- **PAGE TEXT**:

* Start *

I am new in fenicsx and I’m trying to solve in 1 dimension a non-linear problem with a mixed formulation in the context of a Lagrange multiplier.
However, the Newton Solver does not converge…
Would you have some advices please ?
Just in case, here is the code with some comments
# Import necessary packages
import numpy as np
import ufl
from dolfinx import fem, io, mesh, plot, nls
from dolfinx.mesh import locate_entities_boundary, meshtags
from ufl import dx, ds, grad
from mpi4py import MPI
# --- Mesh and function space setup ---
from basix.ufl import element,mixed_element
# Create a 1D mesh over the interval [0, 1] with 50 elements
msh = mesh.create_interval(comm=MPI.COMM_WORLD, points=(0.0, 1.0), nx=100)
# Define the function space V for r(z), the shape function of the bridge
# Using first-order (linear) Lagrange elements
PV=element("Lagrange", "interval", 1)
PQ=element("DG", "interval", 0)
V = fem.functionspace(msh, PV)
# Function space for lambda (scalar field — constant function over domain)
Q = fem.functionspace(msh, PQ) # Discontinuous Galerkin of degree 0
#Mixed function space
W = fem.functionspace(msh, mixed_element([PV, PQ]))
# --- Define trial/test functions and coordinates ---
w=fem.Function(W)
dw=ufl.TrialFunction(W)
# Create the function r(z), representing the profile to optimize
r, lambda_ = ufl.split(w)#fem.Function(V),fem.Function(Q)

* End *

- **STORED RECORDS**:
* Start *

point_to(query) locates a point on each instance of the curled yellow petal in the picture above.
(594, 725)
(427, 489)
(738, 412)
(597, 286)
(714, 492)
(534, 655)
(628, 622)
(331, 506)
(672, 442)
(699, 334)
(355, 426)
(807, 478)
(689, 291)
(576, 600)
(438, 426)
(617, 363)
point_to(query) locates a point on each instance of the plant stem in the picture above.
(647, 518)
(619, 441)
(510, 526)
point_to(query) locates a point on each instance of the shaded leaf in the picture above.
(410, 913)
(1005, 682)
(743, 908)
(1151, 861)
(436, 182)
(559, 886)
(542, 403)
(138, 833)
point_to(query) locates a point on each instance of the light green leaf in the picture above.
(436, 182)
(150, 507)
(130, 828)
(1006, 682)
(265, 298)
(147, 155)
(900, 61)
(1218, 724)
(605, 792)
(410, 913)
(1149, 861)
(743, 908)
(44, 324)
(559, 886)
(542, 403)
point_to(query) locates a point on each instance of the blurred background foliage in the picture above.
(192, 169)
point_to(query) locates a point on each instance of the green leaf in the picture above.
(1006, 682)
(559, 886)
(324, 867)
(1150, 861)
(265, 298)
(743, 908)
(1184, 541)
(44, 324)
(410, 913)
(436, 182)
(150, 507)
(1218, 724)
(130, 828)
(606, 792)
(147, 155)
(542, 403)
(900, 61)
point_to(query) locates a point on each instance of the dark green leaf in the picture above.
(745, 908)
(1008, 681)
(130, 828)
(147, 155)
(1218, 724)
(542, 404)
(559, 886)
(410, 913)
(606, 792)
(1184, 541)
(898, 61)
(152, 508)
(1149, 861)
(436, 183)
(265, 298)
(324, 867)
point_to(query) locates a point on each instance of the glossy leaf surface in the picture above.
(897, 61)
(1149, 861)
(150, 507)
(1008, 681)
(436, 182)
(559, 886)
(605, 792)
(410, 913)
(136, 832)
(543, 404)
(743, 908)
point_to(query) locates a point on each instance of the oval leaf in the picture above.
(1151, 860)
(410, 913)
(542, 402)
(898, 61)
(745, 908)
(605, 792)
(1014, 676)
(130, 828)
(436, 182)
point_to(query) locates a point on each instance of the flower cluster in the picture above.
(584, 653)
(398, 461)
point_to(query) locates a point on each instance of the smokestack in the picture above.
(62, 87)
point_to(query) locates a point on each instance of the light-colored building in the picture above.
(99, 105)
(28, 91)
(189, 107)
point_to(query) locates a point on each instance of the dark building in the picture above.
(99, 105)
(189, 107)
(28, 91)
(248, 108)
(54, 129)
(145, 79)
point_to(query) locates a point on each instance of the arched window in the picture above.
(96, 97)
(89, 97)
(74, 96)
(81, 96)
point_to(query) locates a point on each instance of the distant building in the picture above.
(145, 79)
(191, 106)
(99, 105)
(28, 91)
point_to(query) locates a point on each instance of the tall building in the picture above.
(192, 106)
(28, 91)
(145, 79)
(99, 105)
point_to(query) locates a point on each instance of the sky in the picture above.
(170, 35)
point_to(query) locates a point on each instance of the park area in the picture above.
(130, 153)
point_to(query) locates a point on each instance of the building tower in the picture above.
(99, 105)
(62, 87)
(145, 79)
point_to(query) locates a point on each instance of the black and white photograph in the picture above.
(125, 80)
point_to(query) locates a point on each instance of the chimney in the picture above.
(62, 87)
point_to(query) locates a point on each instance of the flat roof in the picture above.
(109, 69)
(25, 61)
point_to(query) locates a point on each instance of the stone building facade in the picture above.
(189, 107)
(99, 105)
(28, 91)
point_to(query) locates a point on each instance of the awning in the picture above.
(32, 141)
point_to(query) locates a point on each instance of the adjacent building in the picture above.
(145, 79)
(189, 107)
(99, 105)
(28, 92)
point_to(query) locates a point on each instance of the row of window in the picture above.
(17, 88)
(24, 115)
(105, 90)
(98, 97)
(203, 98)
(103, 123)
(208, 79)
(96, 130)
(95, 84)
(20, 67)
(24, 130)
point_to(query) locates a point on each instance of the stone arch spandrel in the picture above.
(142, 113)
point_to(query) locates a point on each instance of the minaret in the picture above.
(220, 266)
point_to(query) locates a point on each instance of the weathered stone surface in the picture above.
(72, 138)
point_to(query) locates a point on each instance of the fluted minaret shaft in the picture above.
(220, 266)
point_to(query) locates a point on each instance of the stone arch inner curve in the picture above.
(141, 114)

* End *

- **WORK INSTRUCTIONS**:
A. In the records, rewrite everything from the line containing "curve in the picture above." down to the end of the records, changing "inner" to "outer" and leaving everything else as is.
B. Pick up the fenicsx Newton solver post where it stops and keep writing it.

- **EXPECTED OUTPUTS**:
A.
point_to(query) locates a point on each instance of the stone arch outer curve in the picture above.
(141, 114)

B.
# Define the test function v(z) used in the weak formulation
v,mu = ufl.TestFunctions(W)#ufl.TestFunction(V), ufl.TestFunction(Q)
# Get the spatial coordinate (z) in the mesh
x = ufl.SpatialCoordinate(msh)
dr,dlambda = ufl.TrialFunctions(W)#ufl.TrialFunction(V) ,ufl.TrialFunction(Q) # Used to define Jacobian
# -------- initial condition setup---------------
w.sub(0).interpolate(lambda x: np.sqrt(V_target/np.pi)*np.ones(x.shape[0]))
w.sub(1).interpolate(lambda x: 1.0*np.ones(x.shape[0]))
# --- Boundary condition setup ---
# Determine topological dimension of facets (0D in 1D mesh)
fdim = msh.topology.dim - 1
# Locate the mesh boundary facets at z = 0 and z = 1
facets = locate_entities_boundary(msh, fdim,
lambda x: np.isclose(x[0], 0.0) | np.isclose(x[0], 1.0))
# Assign tags: 1 for z=0 (left), 2 for z=1 (right)
facet_values = np.array([1 if np.isclose(x[0], 0.0) else 2 for x in msh.geometry.x[facets]])
# Create a meshtag object associating facet indices to their boundary tags
facet_tags = meshtags(msh, fdim, facets, facet_values)
# Define a boundary integral measure ds that uses the tags
ds = ufl.Measure("ds", domain=msh, subdomain_data=facet_tags)
# --- Define physical parameters ---
# Adhesion coefficient at the contact lines
alpha = 1e-6
# Target volume of the bridge (not enforced directly here)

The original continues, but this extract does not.